> [Tasks for this exercise]
1. Copy out the stretch of the Tyler Ennis piece from "I did see one" through "not roster players?".
2. Answer these questions from the Tyler Ennis piece:
(a) How long is Ennis's contract?
(b) What does the writer call the phenomenon of fans being upset that a player isn't used instead of other fourth liners?
(c) Which two players are named as callups in many fans' minds?
3. Pick up the piece on Tyler Ennis and the Leafs where it stops, and keep writing it.

> [Excerpt to read]
** begin **

I’ve noticed something in Leafs’ fandom this summer. No one seems upset that the Leafs signed Tyler Ennis — his contract is one-year, it’s cheap, no one ever says anything bad about him. But no one thinks he’s making the team in a meaningful way, or at all in some cases.
I did see one sarcastic comment that there will be fans who will be upset he isn’t played instead of other fourth liners, which is a phenomenon I call the Seth Griffith should pretend to be a centre fallacy.
But hold up a little. Ennis isn’t Griffith. Why exactly do so many think he is going to be sent to the AHL or be a press box extra? Why, in other words, is he joined up in so many minds with Adam Cracknell and Josh Jooris as callups, but not roster players?

** end **

> [Excerpted records]

** begin **

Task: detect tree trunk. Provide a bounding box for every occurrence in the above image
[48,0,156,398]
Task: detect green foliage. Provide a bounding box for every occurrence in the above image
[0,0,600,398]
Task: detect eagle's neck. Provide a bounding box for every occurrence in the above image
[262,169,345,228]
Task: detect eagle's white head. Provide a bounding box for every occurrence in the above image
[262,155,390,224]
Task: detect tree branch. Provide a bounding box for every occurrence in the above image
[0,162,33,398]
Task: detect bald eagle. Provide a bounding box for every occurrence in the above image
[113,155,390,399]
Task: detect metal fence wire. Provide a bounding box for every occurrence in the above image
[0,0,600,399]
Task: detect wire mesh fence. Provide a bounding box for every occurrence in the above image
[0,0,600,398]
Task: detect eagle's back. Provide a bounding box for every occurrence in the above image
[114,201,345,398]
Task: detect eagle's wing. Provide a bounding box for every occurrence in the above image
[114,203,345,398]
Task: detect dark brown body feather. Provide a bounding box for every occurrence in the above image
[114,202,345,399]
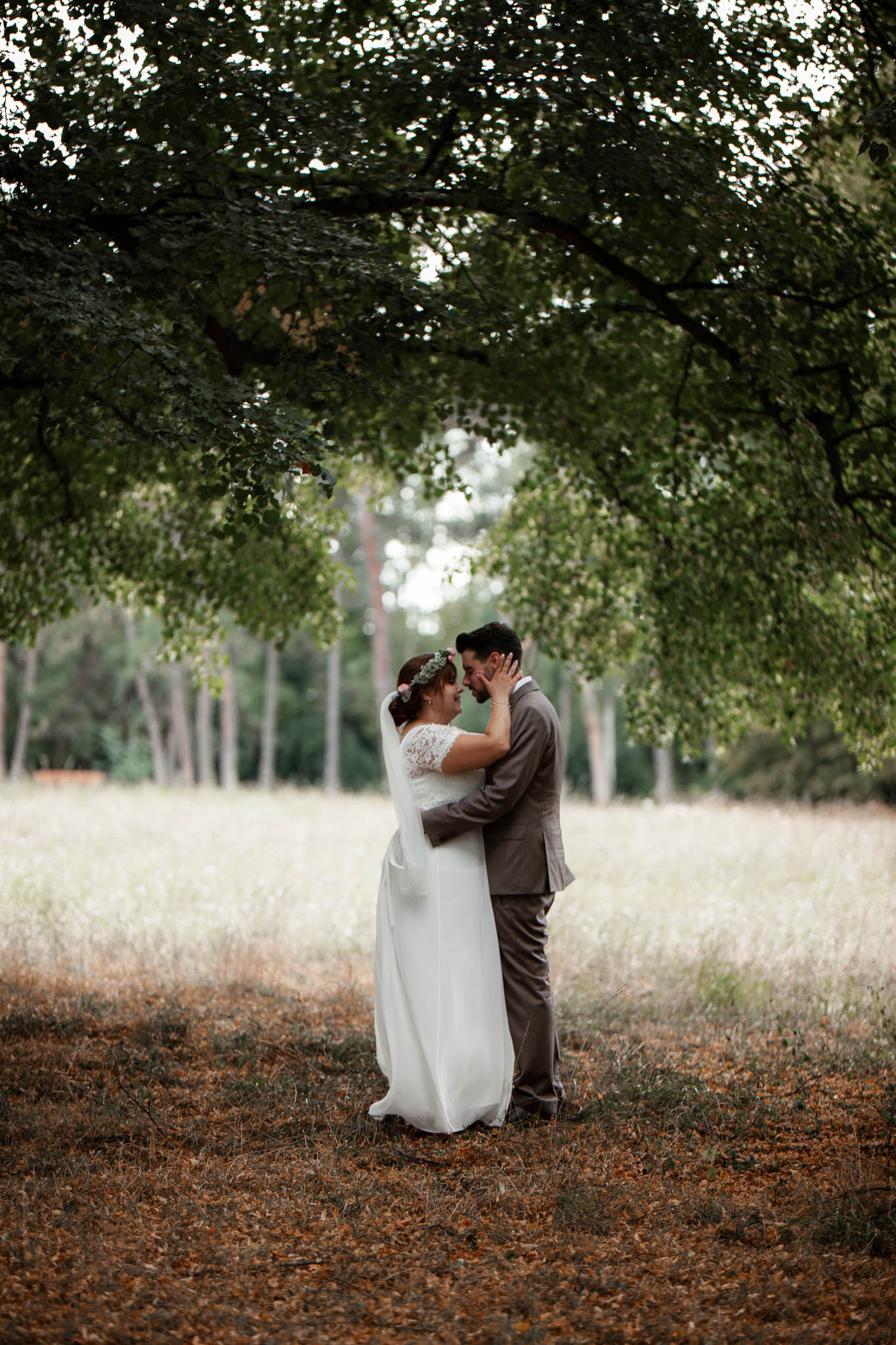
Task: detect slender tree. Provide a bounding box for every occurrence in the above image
[358,489,393,706]
[653,747,673,803]
[324,639,343,793]
[196,682,215,788]
[258,640,278,789]
[221,659,239,789]
[0,640,7,783]
[123,612,168,785]
[9,640,37,782]
[168,663,195,784]
[579,678,615,805]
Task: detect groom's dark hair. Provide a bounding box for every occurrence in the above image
[454,621,523,666]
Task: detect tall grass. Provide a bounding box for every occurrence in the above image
[0,787,896,1014]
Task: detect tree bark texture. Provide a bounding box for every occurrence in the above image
[196,682,215,788]
[324,640,343,793]
[9,644,37,782]
[579,678,616,807]
[125,612,168,785]
[358,491,394,709]
[653,748,673,803]
[258,640,278,789]
[221,663,239,789]
[169,663,195,784]
[0,640,7,783]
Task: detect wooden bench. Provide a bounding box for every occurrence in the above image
[33,771,106,785]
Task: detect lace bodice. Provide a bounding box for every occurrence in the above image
[402,724,485,808]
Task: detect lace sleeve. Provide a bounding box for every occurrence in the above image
[402,724,461,778]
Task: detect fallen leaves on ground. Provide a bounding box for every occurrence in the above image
[0,983,896,1345]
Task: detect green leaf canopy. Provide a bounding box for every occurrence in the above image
[0,0,896,752]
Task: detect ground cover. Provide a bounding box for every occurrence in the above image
[0,789,896,1345]
[0,983,896,1345]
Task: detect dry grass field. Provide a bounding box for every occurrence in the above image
[0,788,896,1345]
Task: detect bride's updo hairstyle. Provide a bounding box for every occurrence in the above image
[389,652,457,729]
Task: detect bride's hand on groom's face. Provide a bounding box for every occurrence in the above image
[489,653,523,701]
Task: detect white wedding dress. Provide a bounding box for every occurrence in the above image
[370,720,513,1132]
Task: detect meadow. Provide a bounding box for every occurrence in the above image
[0,787,896,1342]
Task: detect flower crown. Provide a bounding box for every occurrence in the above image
[398,646,454,701]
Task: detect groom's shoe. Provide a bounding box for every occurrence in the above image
[508,1103,555,1126]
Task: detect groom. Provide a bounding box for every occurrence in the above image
[423,621,574,1122]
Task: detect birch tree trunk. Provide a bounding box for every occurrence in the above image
[258,640,278,789]
[324,629,343,793]
[221,663,239,789]
[579,678,615,806]
[169,663,195,784]
[0,640,7,784]
[358,491,393,709]
[125,612,168,785]
[196,682,215,788]
[9,643,37,782]
[653,748,672,803]
[598,678,616,803]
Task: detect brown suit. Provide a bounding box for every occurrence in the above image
[423,682,574,1116]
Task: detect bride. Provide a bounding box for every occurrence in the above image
[370,648,520,1132]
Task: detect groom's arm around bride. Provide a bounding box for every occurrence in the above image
[423,621,572,1118]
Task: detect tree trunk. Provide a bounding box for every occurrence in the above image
[579,676,615,806]
[324,640,343,793]
[196,682,215,788]
[169,663,195,784]
[125,612,168,785]
[358,491,394,709]
[557,666,572,756]
[0,640,7,783]
[653,748,672,803]
[221,663,239,789]
[258,640,277,789]
[598,678,616,803]
[9,643,37,782]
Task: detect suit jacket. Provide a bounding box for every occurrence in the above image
[423,682,574,896]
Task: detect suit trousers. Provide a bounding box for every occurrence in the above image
[492,893,563,1116]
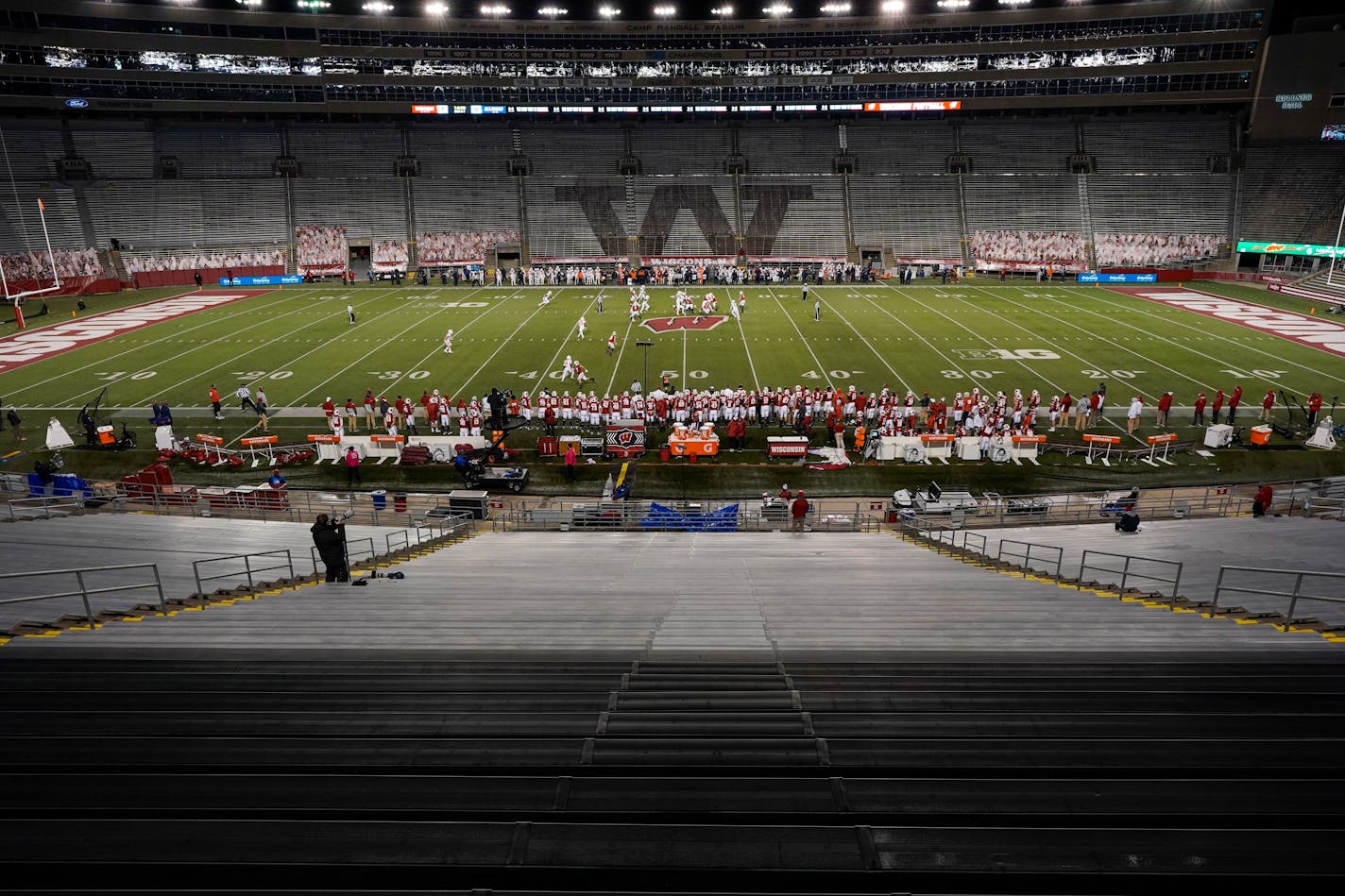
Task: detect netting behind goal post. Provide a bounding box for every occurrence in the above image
[0,199,60,330]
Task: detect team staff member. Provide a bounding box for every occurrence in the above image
[308,511,349,582]
[790,488,809,532]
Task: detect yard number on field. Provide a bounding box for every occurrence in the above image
[229,370,295,380]
[94,370,158,382]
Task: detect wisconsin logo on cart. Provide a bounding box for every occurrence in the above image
[643,314,727,332]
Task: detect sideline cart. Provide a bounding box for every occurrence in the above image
[1084,431,1120,466]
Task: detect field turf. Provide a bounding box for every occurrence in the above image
[0,281,1345,440]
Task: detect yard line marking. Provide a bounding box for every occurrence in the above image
[729,309,761,389]
[384,287,522,389]
[2,292,300,401]
[863,284,990,392]
[973,287,1208,397]
[293,287,508,402]
[815,287,910,392]
[453,287,593,395]
[535,287,593,392]
[1048,283,1345,392]
[913,287,1149,446]
[767,287,827,384]
[136,283,443,411]
[606,309,644,395]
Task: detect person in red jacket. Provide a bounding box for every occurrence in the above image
[1157,392,1173,427]
[1228,386,1243,427]
[1307,392,1322,430]
[1252,483,1275,516]
[790,488,809,532]
[1260,387,1275,422]
[1190,393,1218,427]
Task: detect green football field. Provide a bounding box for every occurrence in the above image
[0,281,1345,440]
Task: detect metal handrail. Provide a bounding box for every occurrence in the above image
[191,548,295,596]
[308,538,378,576]
[7,495,85,522]
[0,564,168,627]
[1209,566,1345,631]
[996,538,1065,579]
[1076,550,1183,599]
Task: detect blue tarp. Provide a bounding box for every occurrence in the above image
[640,501,739,532]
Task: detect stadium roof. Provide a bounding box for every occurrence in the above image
[89,0,1307,32]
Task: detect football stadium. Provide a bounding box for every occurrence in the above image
[0,0,1345,896]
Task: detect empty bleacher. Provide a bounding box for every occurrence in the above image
[0,121,66,180]
[850,175,962,259]
[742,175,846,257]
[1082,118,1232,175]
[0,183,88,253]
[0,514,429,633]
[1236,144,1345,245]
[526,175,637,259]
[159,123,281,180]
[291,177,415,242]
[629,121,737,178]
[846,121,956,177]
[519,123,625,178]
[70,123,159,180]
[963,174,1082,233]
[86,180,289,247]
[959,121,1076,175]
[0,520,1345,893]
[739,124,841,175]
[412,178,519,233]
[409,123,514,179]
[1088,172,1232,234]
[285,124,402,179]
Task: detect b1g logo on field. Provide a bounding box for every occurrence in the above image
[644,314,727,332]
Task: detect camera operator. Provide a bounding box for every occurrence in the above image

** end **

> [Exercise responses]
1.
I did see one sarcastic comment that there will be fans who will be upset he isn’t played instead of other fourth liners, which is a phenomenon I call the Seth Griffith should pretend to be a centre fallacy.
But hold up a little. Ennis isn’t Griffith. Why exactly do so many think he is going to be sent to the AHL or be a press box extra? Why, in other words, is he joined up in so many minds with Adam Cracknell and Josh Jooris as callups, but not roster players?

2.
(a) One year.
(b) The Seth Griffith should pretend to be a centre fallacy.
(c) Adam Cracknell and Josh Jooris.

3.
On the one hand, few people’s hearts are lifted at the idea of Tyler Ennis on their team these days. He’s not got the cachet of some of the unexpectedly popular but not actually very good players. I assume that if P.-A. Parenteau announced he was coming out of retirement, that would excite people more. Ennis is also on his third team in three years, and he’s not what he used to be.
In order to know who he is now, we need to look at his past.
Who was he?
We know the Buffalo story, but sometimes it’s easy to forget the scale of the disaster. When Arvind looked at the best offences since 2004, Buffalo’s 2006-2007 season was second. They scored 300 goals that season and had 113 points. And then they ditched all their star players and ended up slipping to 90 points the next year.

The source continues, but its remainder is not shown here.